PASSAGE TO READ:
##########

America Must Build An Interstate High Speed Rail Network, Fast
Part 3

Thomas Dorsey, SoulOfAmerica.com

MORE BIG STICKS: POPULATION GROWTH, PERSISTENT AIR POLLUTION, PEAK OIL AND CLIMATE CHANGE

Our 21st century world is changing in several unpleasant ways. Oil supplies are costing more. Air pollution from coal burned by China now drifts into North America. Similarly, smog from North America drifts to Europe and Northern Africa. We hear about "Global Warming", yet in seeming contradiction, see record snowfall in many cities.

Before we can adjust to these new realities, it is important that we understand more Big Sticks that will punish us for inaction or the wrong action. Yes, it does affect our travel lifestyles.

POPULATION GROWTH HAPPENING FASTER THAN MOST PEOPLE REALIZE

In the Golden Years of driving before 1973, freeways and tollways were opening around the country and people often bragged about driving 80 mph for 300 to 400 miles. Excluding commute hours, even big city freeways were enjoyable because less traffic congestion allowed our "Angels of Courtesy" to prevail. Major lifestyle changes were afoot however, that chased away those angels.

Now America's transportation infrastructure is challenged to increase passenger capacity. To get a sense of the scale of additional passenger capacity we need, check out this list of dramatic growth extracted from the latest U.S. Census Bureau counts and forecasts:

1960 - 179 Million
1970 - 203 Million
1980 - 227 Million
1990 - 249 Million
2000 - 281 Million
2010 - 309 Million
2020 - 341 Million
2030 - 373 Million
2040 - 405 Million
2050 - 439 Million


America has been averaging 15% population growth each 20 years since 1960. More inner city residents moved to the sprawling suburbs seeking better schools, bigger houses, and spacious yards. A larger percentage of Americans moved from rural areas to the Top 100 Metro Areas forming mega-regions identified on the America 2050 Map illustrated below. Now everyone in top metro areas has to elbow for room on the road.

##########

DATA:

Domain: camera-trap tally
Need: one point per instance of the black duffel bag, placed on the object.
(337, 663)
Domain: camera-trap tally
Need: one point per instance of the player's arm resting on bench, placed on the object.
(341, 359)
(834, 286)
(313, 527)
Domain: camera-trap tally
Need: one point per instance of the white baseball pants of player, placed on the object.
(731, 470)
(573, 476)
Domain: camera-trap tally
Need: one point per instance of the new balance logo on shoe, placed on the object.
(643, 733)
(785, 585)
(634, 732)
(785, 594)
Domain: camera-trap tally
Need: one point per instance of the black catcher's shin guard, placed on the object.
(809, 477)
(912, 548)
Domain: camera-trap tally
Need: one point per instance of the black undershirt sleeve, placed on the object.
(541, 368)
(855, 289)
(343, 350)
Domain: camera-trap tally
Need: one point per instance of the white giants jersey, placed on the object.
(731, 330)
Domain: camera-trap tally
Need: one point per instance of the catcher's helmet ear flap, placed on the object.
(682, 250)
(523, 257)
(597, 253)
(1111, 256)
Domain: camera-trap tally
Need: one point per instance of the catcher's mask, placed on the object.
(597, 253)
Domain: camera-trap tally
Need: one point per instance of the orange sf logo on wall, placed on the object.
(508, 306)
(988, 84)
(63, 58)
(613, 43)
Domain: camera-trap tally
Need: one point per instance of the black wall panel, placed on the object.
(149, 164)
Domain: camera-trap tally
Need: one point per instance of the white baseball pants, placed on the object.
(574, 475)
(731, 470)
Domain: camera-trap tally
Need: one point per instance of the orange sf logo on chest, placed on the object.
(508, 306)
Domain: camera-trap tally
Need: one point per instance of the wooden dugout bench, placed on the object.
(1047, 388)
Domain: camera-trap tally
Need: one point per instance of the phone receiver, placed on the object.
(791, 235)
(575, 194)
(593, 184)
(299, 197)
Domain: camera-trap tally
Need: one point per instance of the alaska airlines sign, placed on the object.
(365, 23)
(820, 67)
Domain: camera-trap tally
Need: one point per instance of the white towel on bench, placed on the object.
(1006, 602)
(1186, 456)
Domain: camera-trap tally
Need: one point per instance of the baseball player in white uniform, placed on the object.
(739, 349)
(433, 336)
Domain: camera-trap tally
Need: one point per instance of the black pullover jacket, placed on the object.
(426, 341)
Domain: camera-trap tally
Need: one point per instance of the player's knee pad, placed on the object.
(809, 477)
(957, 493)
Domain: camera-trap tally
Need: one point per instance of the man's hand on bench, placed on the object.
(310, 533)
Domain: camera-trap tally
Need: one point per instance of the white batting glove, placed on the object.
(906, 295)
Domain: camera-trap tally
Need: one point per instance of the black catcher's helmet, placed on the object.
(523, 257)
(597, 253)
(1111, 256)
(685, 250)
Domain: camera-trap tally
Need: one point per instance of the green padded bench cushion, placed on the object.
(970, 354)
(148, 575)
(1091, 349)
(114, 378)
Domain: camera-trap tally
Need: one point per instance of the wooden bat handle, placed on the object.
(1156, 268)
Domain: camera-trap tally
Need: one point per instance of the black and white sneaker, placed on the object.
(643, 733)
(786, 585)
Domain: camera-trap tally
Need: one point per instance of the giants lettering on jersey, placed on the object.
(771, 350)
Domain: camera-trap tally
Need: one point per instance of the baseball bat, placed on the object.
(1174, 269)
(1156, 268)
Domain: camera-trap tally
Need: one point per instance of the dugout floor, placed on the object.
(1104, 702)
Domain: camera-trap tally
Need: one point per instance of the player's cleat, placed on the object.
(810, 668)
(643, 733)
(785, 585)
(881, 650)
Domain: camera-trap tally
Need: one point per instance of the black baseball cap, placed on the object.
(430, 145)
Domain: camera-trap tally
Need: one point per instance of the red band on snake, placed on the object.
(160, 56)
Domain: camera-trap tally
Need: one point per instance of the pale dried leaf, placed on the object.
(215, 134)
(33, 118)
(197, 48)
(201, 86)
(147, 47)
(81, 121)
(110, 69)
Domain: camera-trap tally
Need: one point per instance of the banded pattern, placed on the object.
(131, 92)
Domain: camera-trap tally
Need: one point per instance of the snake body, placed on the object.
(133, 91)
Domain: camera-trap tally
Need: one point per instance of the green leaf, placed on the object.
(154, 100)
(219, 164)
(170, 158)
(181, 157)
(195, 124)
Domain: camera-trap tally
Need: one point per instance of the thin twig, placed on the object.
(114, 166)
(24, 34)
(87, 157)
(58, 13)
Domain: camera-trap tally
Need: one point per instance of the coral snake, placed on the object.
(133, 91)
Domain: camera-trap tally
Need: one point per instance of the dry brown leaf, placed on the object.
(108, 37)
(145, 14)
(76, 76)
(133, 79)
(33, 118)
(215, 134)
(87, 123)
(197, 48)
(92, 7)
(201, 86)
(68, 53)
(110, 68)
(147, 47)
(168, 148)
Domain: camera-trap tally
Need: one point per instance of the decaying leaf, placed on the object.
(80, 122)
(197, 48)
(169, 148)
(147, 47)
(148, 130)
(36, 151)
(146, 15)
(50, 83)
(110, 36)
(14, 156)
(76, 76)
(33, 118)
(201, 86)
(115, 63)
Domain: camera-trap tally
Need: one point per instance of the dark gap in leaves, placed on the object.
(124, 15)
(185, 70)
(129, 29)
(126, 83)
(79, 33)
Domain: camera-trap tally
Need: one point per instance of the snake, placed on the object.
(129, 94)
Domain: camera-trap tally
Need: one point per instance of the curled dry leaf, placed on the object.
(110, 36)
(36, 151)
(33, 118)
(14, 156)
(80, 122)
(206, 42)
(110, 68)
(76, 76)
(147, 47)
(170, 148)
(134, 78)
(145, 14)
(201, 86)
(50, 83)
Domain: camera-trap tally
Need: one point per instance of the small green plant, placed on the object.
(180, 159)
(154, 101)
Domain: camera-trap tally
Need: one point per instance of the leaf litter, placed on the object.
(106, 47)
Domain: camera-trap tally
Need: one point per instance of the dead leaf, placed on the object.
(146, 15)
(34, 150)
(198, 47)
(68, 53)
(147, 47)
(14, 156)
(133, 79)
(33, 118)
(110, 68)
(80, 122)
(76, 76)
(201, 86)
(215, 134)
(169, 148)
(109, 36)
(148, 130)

##########

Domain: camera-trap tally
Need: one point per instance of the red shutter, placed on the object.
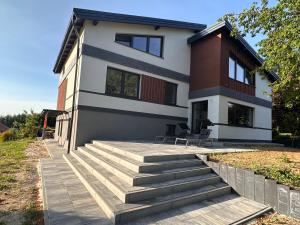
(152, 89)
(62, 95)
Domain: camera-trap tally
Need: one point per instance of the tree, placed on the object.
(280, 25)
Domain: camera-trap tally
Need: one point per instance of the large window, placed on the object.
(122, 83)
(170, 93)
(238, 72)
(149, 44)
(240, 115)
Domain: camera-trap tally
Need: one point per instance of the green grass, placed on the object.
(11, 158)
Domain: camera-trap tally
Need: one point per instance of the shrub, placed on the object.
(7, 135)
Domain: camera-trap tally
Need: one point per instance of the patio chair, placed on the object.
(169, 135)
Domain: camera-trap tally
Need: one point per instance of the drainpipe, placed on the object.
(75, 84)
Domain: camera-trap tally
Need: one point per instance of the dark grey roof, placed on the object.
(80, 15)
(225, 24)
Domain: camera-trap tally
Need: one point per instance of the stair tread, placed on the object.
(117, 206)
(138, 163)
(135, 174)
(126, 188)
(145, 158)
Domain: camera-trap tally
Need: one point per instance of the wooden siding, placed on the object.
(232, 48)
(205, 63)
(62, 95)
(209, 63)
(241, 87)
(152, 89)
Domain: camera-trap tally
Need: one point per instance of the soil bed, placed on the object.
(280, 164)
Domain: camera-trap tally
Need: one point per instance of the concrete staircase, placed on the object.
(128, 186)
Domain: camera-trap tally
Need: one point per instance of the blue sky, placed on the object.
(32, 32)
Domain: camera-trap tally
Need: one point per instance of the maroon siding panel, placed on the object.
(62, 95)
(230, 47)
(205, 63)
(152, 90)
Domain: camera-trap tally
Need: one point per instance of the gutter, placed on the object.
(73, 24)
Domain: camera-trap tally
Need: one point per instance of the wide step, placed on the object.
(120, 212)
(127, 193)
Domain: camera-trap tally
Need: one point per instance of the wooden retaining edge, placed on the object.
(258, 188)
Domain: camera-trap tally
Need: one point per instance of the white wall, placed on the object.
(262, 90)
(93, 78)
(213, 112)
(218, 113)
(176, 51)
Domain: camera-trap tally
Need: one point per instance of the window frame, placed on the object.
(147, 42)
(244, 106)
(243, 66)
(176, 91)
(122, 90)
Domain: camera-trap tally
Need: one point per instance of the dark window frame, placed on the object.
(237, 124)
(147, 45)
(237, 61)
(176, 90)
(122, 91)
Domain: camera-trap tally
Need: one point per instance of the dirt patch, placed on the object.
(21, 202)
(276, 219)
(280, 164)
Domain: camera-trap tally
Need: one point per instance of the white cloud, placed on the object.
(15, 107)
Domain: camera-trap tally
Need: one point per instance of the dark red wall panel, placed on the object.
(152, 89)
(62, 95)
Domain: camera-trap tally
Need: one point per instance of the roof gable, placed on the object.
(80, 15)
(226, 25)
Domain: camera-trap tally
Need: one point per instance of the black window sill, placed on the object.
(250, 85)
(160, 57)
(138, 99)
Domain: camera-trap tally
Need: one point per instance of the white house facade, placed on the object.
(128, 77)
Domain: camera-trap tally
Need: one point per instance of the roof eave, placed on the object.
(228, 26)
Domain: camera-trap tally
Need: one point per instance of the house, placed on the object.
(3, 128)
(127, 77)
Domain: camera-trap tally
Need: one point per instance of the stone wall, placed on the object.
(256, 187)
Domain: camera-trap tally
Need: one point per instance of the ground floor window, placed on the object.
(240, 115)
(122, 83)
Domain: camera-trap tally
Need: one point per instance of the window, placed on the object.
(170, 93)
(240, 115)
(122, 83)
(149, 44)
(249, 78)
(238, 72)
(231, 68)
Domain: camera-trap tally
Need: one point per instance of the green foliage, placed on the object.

##########

SET EXERCISE 1: In the high-speed rail article, what average rate of population growth has America seen every 20 years since 1960?
SET EXERCISE 2: How many lines of the entries contain the string "roof"? Matching is case-sensitive. Reply with the number only.

PROBLEM SOLUTION 1: America has averaged 15% population growth every 20 years since 1960.

PROBLEM SOLUTION 2: 3